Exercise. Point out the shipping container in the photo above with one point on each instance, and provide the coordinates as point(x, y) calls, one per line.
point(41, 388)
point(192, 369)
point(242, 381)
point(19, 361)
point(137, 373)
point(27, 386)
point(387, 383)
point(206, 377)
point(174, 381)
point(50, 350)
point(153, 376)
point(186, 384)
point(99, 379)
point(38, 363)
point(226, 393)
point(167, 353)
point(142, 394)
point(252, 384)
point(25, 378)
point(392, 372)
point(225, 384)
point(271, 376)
______
## [Direction]
Rewrite the material above so that "shipping container" becomes "cargo container", keeping every other part identical.

## [Reply]
Exercise. Point out the cargo container in the photo above with one point on each instance, and provide the coordinates as point(x, y) calls, one per line.
point(41, 388)
point(192, 369)
point(242, 381)
point(19, 361)
point(137, 373)
point(27, 386)
point(387, 383)
point(206, 377)
point(174, 381)
point(50, 350)
point(153, 376)
point(186, 384)
point(99, 379)
point(38, 363)
point(226, 393)
point(167, 353)
point(142, 394)
point(252, 384)
point(25, 378)
point(392, 372)
point(225, 384)
point(271, 376)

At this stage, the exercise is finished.